[Dataset entries]
---

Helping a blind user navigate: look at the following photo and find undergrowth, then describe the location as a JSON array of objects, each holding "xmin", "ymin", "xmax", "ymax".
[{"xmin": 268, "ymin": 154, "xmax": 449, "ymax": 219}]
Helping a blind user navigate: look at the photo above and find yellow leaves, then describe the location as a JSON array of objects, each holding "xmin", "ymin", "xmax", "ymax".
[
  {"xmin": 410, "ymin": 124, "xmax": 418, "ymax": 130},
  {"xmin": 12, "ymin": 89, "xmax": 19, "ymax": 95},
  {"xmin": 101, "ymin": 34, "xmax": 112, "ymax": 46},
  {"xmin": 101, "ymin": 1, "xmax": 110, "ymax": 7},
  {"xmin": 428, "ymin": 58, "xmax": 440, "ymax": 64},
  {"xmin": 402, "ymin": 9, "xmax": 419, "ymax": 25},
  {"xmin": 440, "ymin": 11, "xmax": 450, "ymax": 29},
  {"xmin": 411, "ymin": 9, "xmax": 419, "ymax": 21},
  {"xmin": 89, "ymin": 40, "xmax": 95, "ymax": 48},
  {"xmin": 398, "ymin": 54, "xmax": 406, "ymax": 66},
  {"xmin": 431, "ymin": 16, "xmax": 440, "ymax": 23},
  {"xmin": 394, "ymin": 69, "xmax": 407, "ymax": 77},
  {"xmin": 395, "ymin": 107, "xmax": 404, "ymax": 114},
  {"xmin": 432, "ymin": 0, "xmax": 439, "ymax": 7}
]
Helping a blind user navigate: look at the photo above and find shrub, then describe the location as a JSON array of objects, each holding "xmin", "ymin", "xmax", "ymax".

---

#### Exercise details:
Please write out, exactly as they appear, the lines from the one containing "and find yellow" through the last line of the records above, and nothing more.

#### Your solution:
Helping a blind user navigate: look at the photo above and find yellow leaves, then describe the location as a JSON array of objects, each holding "xmin", "ymin", "xmax", "ymax".
[
  {"xmin": 410, "ymin": 124, "xmax": 418, "ymax": 130},
  {"xmin": 12, "ymin": 89, "xmax": 19, "ymax": 95},
  {"xmin": 101, "ymin": 34, "xmax": 112, "ymax": 46},
  {"xmin": 101, "ymin": 1, "xmax": 110, "ymax": 7},
  {"xmin": 428, "ymin": 58, "xmax": 440, "ymax": 64},
  {"xmin": 402, "ymin": 9, "xmax": 419, "ymax": 25},
  {"xmin": 440, "ymin": 11, "xmax": 450, "ymax": 29},
  {"xmin": 411, "ymin": 9, "xmax": 419, "ymax": 21},
  {"xmin": 89, "ymin": 40, "xmax": 95, "ymax": 48},
  {"xmin": 398, "ymin": 54, "xmax": 406, "ymax": 66},
  {"xmin": 431, "ymin": 16, "xmax": 440, "ymax": 23},
  {"xmin": 394, "ymin": 69, "xmax": 407, "ymax": 77},
  {"xmin": 395, "ymin": 107, "xmax": 404, "ymax": 114},
  {"xmin": 432, "ymin": 0, "xmax": 439, "ymax": 7}
]
Helping a blind user navigate: look at the photo above and find shrub, then describe the location as a JSON array of objects, each holding "xmin", "ymin", "xmax", "ymax".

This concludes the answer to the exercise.